# RECORDS SUPPLIED:
--------------------------------

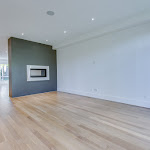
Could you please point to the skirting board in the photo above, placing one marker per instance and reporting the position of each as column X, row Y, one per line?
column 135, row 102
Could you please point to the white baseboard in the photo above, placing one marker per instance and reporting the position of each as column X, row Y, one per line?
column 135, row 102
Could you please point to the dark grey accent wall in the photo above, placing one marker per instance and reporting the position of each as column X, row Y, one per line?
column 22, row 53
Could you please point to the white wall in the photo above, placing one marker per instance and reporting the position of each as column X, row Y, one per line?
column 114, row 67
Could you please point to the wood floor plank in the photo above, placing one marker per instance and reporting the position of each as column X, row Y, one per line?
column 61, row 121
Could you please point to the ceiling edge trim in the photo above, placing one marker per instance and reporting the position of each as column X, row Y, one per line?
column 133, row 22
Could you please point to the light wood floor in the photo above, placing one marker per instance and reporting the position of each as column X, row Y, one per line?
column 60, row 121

--------------------------------

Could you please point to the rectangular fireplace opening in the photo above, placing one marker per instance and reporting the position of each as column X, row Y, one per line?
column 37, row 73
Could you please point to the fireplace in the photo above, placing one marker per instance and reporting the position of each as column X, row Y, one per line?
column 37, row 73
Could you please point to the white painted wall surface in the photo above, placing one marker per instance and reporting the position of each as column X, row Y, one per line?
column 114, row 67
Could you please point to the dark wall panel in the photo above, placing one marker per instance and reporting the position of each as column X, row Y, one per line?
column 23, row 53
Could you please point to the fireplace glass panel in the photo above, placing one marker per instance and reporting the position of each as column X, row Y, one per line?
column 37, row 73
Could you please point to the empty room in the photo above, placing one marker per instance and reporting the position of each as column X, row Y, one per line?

--------------------------------

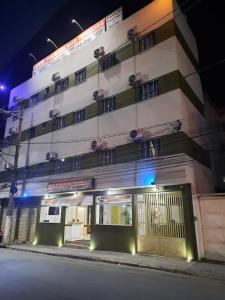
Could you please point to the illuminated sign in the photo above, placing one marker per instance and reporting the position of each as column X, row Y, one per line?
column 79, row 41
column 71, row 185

--------------------------------

# EXERCISE AIM:
Take the lines above from the one containing "Could you please point to the dark wall" down to the one containing "Could you please point to the empty", and transcribe them exactly, both ends included.

# COMPLETED TASK:
Could you please point to the dark wall panel in the photo above, placing one marker per instance and reporting the position of each as column X, row Y, one per line?
column 23, row 53
Could you please point to the fireplace glass panel in the photo above, placing one marker per instance and reporting the position of each as column X, row Y, one per line?
column 37, row 73
Could you please point to the empty room in the photo above, placing one marker per instance and reporting the position of each as column X, row Y, one per line?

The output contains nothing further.